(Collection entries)

☆ ☆ ☆ ☆ ☆

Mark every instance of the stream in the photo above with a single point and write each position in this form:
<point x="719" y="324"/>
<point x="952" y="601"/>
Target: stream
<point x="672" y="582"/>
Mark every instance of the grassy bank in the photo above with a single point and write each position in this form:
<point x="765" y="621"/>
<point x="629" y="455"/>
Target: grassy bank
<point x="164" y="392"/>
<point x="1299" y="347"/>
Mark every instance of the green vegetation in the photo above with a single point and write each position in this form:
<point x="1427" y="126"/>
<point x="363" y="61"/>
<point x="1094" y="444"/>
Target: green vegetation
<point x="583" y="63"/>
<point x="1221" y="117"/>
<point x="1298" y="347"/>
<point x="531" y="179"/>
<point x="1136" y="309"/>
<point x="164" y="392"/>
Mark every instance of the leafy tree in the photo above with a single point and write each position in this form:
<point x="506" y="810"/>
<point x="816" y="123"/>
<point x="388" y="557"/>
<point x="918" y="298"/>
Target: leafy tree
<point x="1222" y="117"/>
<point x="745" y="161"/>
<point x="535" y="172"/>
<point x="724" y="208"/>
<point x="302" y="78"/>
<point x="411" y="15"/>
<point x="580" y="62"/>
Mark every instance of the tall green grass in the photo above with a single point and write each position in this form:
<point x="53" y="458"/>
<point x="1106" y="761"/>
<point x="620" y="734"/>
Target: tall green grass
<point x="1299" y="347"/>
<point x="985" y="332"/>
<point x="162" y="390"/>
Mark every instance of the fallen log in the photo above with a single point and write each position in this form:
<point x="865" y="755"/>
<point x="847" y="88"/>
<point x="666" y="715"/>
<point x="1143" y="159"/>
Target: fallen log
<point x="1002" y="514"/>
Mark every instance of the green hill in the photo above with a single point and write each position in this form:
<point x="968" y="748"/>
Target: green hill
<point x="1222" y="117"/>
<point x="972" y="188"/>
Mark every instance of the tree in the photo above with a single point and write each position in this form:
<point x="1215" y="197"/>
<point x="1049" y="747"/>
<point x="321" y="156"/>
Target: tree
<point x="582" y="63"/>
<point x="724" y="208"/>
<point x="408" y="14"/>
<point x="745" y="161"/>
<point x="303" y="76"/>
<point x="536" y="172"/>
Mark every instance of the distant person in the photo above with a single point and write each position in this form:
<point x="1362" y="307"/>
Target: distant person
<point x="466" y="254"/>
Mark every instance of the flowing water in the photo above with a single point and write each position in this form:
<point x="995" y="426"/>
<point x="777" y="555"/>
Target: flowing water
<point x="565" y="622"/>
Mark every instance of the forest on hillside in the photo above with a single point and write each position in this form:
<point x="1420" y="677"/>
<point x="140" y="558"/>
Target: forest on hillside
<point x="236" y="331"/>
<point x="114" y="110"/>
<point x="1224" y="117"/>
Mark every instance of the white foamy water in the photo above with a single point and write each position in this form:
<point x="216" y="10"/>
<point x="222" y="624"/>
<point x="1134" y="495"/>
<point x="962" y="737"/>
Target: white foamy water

☆ ☆ ☆ ☆ ☆

Problem requirements: In this exercise, the data above is to be printed exactly.

Written answer:
Mark every instance of the stream in the photo above with a single point and write each position in this form:
<point x="719" y="324"/>
<point x="952" y="601"/>
Target: stream
<point x="672" y="582"/>
Mark every instance of the grassy bank in the photo above with a single point and write each position in this form:
<point x="765" y="621"/>
<point x="629" y="455"/>
Target: grassy bank
<point x="164" y="392"/>
<point x="1299" y="347"/>
Mark every instance of the green vegetation in the photo above with a single point and write each position in this form:
<point x="1427" y="126"/>
<point x="363" y="61"/>
<point x="1094" y="444"/>
Target: green vegetation
<point x="583" y="63"/>
<point x="1221" y="117"/>
<point x="1298" y="347"/>
<point x="531" y="179"/>
<point x="1136" y="309"/>
<point x="164" y="392"/>
Mark every instance of the leafy tree in the photo above with a single point and write each position in this form:
<point x="506" y="810"/>
<point x="816" y="123"/>
<point x="388" y="557"/>
<point x="918" y="298"/>
Target: leafy tree
<point x="1222" y="117"/>
<point x="745" y="161"/>
<point x="535" y="172"/>
<point x="724" y="208"/>
<point x="302" y="78"/>
<point x="411" y="15"/>
<point x="580" y="62"/>
Mark every instance of the tall green grass in the photo above with a single point and write each position in this form:
<point x="53" y="458"/>
<point x="1106" y="761"/>
<point x="620" y="734"/>
Target: tall green grass
<point x="1299" y="347"/>
<point x="985" y="332"/>
<point x="162" y="390"/>
Mark every instance of the fallen log in the photo above with a single point and write each position in this form:
<point x="865" y="755"/>
<point x="847" y="88"/>
<point x="666" y="715"/>
<point x="1143" y="159"/>
Target: fallen log
<point x="1002" y="514"/>
Mark every instance of the green hill in the photo above with a single point and write each position in this form:
<point x="968" y="748"/>
Target: green hill
<point x="1222" y="117"/>
<point x="972" y="188"/>
Mark every instance of the tree in the photo above with a single point and write each position in this form:
<point x="1215" y="197"/>
<point x="1049" y="747"/>
<point x="321" y="156"/>
Target: tree
<point x="582" y="63"/>
<point x="724" y="208"/>
<point x="408" y="14"/>
<point x="745" y="161"/>
<point x="303" y="76"/>
<point x="536" y="172"/>
Mark every instance of the distant person in the photo above with a single point and write each position in this form:
<point x="1362" y="307"/>
Target: distant person
<point x="466" y="254"/>
Mark every instance of the flowing water in the photo above with a single point and write each position in this form:
<point x="995" y="426"/>
<point x="777" y="555"/>
Target: flowing water
<point x="565" y="622"/>
Mark every instance of the forest on hillside in the photo above with a single point and write each position in this form:
<point x="1420" y="677"/>
<point x="140" y="558"/>
Target: forest on hillside
<point x="236" y="331"/>
<point x="114" y="110"/>
<point x="1224" y="117"/>
Mark every instance of the white foamy water in the photo above with a single point and write each position in this form:
<point x="216" y="10"/>
<point x="222" y="624"/>
<point x="1134" y="495"/>
<point x="962" y="737"/>
Target: white foamy water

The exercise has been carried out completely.